> **Task to carry out**
Repeat the lines below with "innermost" swapped for "most central" and nothing else changed. Leave out the pictures.

> **Data for the task**
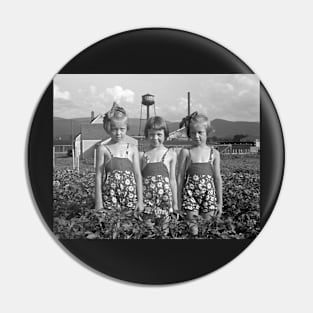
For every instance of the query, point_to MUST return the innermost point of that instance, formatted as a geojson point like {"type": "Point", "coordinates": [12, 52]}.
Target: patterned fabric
{"type": "Point", "coordinates": [119, 188]}
{"type": "Point", "coordinates": [157, 193]}
{"type": "Point", "coordinates": [199, 189]}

> **The output**
For every instance of the query, point_to MUST return the most central point of that instance, formatted as a geojson point like {"type": "Point", "coordinates": [12, 52]}.
Target: patterned fabric
{"type": "Point", "coordinates": [119, 188]}
{"type": "Point", "coordinates": [157, 193]}
{"type": "Point", "coordinates": [199, 189]}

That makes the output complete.